Dataset entries
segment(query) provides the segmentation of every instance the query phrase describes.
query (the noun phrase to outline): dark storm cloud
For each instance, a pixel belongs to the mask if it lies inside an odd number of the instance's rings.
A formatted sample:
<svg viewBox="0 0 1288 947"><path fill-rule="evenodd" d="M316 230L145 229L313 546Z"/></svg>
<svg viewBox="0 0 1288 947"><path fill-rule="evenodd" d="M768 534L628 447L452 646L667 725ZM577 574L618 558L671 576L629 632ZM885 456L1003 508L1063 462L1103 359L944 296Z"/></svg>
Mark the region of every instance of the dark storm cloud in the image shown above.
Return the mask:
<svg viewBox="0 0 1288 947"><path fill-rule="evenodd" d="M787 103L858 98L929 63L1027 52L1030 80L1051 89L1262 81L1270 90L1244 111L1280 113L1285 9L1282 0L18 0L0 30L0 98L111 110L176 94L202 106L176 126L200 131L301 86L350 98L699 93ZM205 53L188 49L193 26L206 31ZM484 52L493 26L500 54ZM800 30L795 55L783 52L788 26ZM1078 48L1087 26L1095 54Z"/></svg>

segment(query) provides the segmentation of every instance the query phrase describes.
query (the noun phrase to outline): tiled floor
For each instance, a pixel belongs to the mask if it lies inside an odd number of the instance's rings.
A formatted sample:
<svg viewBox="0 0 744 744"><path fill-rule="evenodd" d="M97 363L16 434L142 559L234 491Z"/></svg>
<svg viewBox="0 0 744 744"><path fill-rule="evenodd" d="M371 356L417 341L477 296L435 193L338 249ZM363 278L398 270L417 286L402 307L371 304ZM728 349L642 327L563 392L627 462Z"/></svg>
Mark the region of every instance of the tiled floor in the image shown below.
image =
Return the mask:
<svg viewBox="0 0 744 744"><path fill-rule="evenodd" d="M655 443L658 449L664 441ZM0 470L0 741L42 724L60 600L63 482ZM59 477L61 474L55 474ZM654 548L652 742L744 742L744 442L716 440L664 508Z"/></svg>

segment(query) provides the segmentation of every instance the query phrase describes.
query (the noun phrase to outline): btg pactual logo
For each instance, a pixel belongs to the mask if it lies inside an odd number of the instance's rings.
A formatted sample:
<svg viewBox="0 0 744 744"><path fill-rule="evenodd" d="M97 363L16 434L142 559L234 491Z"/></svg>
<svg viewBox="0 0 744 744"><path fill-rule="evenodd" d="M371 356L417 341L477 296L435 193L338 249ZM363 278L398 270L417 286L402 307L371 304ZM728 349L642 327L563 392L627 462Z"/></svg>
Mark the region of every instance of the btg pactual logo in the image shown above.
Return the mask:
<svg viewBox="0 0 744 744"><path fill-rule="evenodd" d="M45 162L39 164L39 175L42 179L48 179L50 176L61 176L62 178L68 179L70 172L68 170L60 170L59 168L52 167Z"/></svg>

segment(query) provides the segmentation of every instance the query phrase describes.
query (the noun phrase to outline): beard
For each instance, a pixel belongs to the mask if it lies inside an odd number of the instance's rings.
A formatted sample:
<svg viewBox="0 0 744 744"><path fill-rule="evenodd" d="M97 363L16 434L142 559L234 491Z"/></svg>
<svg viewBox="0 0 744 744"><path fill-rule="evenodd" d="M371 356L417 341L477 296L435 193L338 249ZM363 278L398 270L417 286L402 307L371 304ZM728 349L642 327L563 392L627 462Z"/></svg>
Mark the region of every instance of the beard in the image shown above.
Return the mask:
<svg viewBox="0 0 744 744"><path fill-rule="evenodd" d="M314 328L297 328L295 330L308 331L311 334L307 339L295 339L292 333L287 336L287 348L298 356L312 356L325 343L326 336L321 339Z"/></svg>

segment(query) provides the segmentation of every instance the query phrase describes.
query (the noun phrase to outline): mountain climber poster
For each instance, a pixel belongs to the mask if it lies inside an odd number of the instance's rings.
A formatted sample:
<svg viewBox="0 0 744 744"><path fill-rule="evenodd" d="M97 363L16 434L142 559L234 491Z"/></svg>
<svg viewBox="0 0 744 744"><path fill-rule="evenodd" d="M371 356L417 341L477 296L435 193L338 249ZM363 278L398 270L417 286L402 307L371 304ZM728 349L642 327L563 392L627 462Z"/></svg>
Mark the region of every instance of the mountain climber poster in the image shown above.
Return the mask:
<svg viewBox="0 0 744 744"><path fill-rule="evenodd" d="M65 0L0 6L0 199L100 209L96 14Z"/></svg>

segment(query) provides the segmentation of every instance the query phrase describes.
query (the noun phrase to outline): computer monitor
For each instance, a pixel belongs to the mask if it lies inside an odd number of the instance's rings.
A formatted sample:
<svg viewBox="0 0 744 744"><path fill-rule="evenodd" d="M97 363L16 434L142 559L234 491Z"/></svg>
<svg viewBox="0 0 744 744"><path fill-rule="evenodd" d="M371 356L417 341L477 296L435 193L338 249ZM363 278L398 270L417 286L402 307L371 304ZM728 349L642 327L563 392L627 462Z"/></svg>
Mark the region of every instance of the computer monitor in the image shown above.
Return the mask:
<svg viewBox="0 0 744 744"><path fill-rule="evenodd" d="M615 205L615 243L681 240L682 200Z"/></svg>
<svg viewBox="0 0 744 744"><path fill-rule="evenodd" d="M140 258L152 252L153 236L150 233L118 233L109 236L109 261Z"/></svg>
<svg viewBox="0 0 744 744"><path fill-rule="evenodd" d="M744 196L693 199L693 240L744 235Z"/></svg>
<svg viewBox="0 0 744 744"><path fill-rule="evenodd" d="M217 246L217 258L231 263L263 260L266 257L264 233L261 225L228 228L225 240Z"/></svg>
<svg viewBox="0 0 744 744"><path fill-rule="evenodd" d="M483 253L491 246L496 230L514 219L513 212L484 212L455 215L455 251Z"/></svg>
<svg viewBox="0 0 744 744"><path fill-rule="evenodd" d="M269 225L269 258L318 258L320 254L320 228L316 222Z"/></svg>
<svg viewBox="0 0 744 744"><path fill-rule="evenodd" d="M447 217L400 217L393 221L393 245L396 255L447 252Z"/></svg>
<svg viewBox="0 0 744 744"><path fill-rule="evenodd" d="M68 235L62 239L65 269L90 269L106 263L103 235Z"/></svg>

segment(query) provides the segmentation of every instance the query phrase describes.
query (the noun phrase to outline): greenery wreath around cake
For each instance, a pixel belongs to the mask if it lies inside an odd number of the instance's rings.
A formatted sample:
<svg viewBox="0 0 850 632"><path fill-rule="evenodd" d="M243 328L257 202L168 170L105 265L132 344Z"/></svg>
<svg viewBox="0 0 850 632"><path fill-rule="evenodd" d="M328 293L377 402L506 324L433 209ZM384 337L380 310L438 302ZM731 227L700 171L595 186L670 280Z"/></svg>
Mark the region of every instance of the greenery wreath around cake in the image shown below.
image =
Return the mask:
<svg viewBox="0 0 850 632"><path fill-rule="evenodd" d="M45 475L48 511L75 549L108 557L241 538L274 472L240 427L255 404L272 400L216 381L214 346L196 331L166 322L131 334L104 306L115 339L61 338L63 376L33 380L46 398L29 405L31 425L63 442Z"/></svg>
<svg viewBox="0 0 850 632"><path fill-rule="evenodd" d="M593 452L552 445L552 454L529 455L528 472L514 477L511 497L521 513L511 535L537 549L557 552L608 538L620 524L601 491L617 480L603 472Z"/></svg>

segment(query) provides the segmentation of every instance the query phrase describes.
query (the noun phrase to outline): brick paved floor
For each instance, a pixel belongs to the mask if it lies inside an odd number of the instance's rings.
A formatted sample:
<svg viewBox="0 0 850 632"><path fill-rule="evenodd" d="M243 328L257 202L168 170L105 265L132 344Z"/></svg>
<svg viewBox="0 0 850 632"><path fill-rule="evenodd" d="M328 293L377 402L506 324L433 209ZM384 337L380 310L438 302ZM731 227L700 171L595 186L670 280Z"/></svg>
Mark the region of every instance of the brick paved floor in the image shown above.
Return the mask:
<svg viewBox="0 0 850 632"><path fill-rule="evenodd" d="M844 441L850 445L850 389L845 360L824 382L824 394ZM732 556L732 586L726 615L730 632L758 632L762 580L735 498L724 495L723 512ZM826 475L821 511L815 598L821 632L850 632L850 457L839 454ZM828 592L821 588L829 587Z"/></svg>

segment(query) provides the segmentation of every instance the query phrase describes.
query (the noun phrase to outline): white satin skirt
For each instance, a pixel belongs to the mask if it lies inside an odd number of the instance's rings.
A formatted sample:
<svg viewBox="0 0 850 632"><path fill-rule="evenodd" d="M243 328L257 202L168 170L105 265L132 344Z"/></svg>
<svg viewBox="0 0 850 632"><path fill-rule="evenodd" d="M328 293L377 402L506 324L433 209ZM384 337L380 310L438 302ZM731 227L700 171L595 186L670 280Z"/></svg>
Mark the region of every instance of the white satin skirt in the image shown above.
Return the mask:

* The exercise
Rewrite the lines from the first one through the line containing "534L628 447L452 646L667", inclusive, changing "formatted sample" to "formatted example" and keeping everything else the same.

* Correct result
segment(query) provides the segmentation of every instance the query phrase describes.
query (the noun phrase to outline): dark storm cloud
For each instance, a pixel belongs to the mask if it lies inside an odd number of the instance's rings.
A formatted example:
<svg viewBox="0 0 1288 947"><path fill-rule="evenodd" d="M316 230L145 229L313 546Z"/></svg>
<svg viewBox="0 0 1288 947"><path fill-rule="evenodd" d="M768 534L628 447L452 646L667 725ZM577 574L618 558L671 576L629 632ZM885 456L1003 508L1063 462L1103 359L944 296Z"/></svg>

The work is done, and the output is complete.